## What is being asked:
Produce an exact copy of the lines from the line containing "is the spare" through the last line of the entries below, and only those lines.

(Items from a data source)
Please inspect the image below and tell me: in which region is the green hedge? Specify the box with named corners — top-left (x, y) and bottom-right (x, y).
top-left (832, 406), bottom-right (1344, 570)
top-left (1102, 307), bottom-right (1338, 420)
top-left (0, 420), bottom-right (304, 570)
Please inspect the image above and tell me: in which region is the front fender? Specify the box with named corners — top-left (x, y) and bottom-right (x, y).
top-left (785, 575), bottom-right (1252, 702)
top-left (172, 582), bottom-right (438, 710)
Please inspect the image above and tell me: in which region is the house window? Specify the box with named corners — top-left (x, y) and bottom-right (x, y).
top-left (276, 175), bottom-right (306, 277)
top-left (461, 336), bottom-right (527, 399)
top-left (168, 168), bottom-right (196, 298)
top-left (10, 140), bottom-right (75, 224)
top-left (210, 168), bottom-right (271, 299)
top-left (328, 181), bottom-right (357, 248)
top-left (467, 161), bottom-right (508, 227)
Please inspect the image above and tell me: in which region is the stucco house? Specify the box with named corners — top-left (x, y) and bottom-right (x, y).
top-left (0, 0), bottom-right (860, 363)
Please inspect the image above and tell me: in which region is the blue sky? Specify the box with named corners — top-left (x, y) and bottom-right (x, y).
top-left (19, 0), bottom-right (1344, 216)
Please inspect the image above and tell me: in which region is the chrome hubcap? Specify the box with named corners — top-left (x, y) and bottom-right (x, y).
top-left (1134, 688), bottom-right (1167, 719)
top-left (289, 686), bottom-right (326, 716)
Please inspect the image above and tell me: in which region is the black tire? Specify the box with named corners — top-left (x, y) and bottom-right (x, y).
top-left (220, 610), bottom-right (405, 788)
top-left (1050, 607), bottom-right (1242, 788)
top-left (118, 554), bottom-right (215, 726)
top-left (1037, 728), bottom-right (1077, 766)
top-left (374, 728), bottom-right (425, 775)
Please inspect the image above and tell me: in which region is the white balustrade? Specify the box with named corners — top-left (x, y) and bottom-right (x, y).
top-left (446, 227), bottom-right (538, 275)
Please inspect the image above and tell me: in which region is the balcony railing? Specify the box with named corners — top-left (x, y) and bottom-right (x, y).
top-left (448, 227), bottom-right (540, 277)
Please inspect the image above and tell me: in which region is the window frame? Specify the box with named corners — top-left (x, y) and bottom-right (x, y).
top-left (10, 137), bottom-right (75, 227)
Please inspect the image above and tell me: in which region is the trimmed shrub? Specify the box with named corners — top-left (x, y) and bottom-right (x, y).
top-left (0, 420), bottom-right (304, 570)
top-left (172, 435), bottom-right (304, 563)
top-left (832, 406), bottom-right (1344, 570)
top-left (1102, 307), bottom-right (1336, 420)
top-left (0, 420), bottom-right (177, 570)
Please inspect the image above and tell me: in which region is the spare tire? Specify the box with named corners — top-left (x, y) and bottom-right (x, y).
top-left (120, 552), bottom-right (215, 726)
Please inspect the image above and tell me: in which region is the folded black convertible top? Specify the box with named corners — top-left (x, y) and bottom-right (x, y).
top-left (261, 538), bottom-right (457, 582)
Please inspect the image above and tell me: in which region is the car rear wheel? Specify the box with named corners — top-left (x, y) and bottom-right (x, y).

## Task result:
Please inspect the image above and tell me: in which region is the spare tire? Specify the box with named corners — top-left (x, y) and bottom-right (x, y).
top-left (120, 552), bottom-right (215, 726)
Please inspect the image above and tell me: in which region is the folded black convertible top? Specify the box with named corners — top-left (x, y) and bottom-right (x, y).
top-left (261, 538), bottom-right (457, 582)
Please inspect the image above and tell me: in which region is the car rear wheel? Specify the box with named corners — top-left (x, y) and bottom-right (x, y).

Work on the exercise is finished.